Consigne: Recopiez à l'identique le passage du texte sur le double numérique de Notre-Dame qui va de « Redonner un visage » jusqu'à « en réalité virtuelle. » inclus.

___ Bloc de texte ___

Redonner un visage à Notre-Dame, brûlée le 15 avril 2019… Tandis que des scientifiques du CNRS construisent son écosystème numérique, en parallèle, une reconstitution en 3D permet au grand public de la visiter en réalité virtuelle.

 

Dès le lendemain de l’incendie qui a frappé la cathédrale, de nombreux chercheurs ont souhaité mettre leurs compétences au service de l’édifice et du chantier de restauration. Le ministère de la Culture s’est alors rapproché du Centre national de la Recherche Scientifique (CNRS) pour coordonner un chantier scientifique qui soit l’occasion de nouvelles découvertes en parallèle du chantier de restauration. Neuf groupes de travail thématiques ont été mis en place, dont celui nommé “Données numériques”. Coordonné par Livio De Luca, directeur de recherche au CNRS et de l’unité mixte de recherche MAP (Modèles et simulations pour l’architecture et le patrimoine), il a pour ambition de construire un écosystème numérique de la cathédrale, de créer un système d’information regroupant tous les documents disponibles, dispositif permettant l’établissement d’un double numérique de la cathédrale. Le numérique est ainsi rentré « en tant que champ à part entière dans la dynamique de construction des sciences du patrimoine », explique Livio De Luca présentant son groupe de travail.

Une “arche numérique”

« Il existe beaucoup de travaux qui se font autour de l’usage numérique pour la documentation, pour le suivi des chantiers de restauration, Mais jusqu’à présent, il s’agissait d’expérimentations et certainement pas à une telle échelle ». A la fois parce que Notre-Dame est un monument complexe et aussi parce que ce sont plus de 170 chercheurs, dans l’architecture, l’ingénierie, l’histoire de l’art, l’archéologie, la science des matériaux…, qui sont impliqués dans ce projet. Cette masse agrégée d’informations, scientifiques et techniques – plans, photographies, vidéos, relevés 3D pré et post incendie, etc. – peut ensuite être partagée et “travaillée ” par les différents intervenants du chantier au travers de la plateforme collaborative Aïoli développée par l’équipe de Livio De Luca. Ce dernier parle d’une « arche numérique à l’image de la mémoire d’une aventure collective ». « Nous nous sommes vite rendus compte qu’il n’y avait pas que la seule cathédrale ; les regards portés sur elle devaient intervenir dans notre action. Alors que le numérique était déjà utilisé pour rétablir l’état d’un objet ou l’étudier, on n’avait jamais imaginé qu’il pouvait mémoriser les multiples regards disciplinaires qui portent sur un objet. »

___ Matériel fourni ___

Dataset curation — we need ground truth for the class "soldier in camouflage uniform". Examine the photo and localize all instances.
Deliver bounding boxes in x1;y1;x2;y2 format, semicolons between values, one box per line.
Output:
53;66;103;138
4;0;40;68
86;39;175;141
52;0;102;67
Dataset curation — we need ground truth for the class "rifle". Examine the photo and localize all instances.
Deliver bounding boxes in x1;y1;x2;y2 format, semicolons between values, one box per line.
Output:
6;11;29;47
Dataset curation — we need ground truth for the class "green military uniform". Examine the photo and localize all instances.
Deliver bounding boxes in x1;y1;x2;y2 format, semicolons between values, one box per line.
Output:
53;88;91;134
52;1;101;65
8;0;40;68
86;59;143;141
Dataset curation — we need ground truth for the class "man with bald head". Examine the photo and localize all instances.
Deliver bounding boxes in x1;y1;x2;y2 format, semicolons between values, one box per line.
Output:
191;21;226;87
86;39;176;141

___
___ Matériel fourni ___

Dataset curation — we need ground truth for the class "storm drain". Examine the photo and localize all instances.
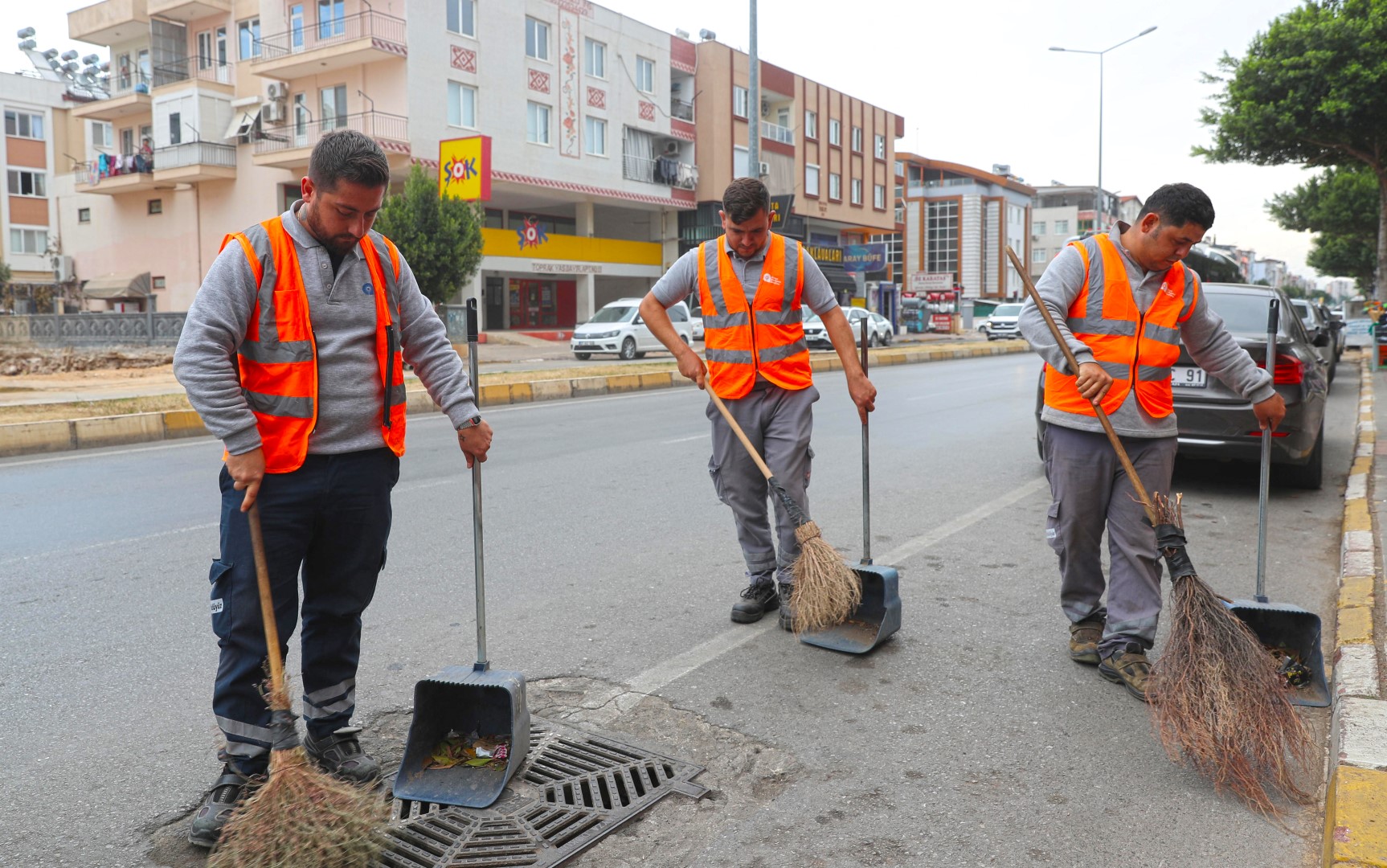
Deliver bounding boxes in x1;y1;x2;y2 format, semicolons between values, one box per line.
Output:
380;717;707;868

___

Réponse finale:
Redonner un visage à Notre-Dame, brûlée le 15 avril 2019… Tandis que des scientifiques du CNRS construisent son écosystème numérique, en parallèle, une reconstitution en 3D permet au grand public de la visiter en réalité virtuelle.